Direction: Recast the records below as a JSON list of strings with one string per line, leaving out blank lines. Cover only the lines from the one containing "Locate the elderly woman's ear" through the one containing "490;185;527;263", both included.

Stored records:
□ □ □ □

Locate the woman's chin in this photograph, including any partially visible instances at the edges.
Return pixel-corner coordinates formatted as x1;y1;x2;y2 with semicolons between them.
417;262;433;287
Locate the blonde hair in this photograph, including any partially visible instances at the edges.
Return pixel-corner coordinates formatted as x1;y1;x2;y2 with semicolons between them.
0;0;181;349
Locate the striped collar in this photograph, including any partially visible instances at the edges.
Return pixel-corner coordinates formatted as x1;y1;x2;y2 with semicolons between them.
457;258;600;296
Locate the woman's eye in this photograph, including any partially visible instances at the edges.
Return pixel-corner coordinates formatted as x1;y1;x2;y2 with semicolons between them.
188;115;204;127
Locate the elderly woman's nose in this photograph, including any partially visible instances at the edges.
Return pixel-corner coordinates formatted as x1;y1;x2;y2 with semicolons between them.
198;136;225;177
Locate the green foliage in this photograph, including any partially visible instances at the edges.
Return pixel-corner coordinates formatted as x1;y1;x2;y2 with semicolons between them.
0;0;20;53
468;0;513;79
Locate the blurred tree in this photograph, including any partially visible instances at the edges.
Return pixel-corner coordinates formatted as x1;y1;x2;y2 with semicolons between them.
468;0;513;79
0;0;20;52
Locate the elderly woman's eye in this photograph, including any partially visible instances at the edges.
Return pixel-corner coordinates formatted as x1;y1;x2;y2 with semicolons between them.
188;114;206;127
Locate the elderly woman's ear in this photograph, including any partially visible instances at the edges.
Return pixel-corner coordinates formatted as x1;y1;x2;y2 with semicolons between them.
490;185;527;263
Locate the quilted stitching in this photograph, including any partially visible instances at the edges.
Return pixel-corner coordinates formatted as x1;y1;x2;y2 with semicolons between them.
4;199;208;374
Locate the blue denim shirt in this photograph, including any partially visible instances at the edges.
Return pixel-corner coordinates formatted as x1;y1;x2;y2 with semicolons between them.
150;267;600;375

□ □ □ □

Task result:
[
  "Locate the elderly woman's ear in this photograph, including any partially visible instances at the edges.",
  "Return pixel-corner coordinates formatted as x1;y1;x2;y2 with semicolons between them.",
  "490;185;527;263"
]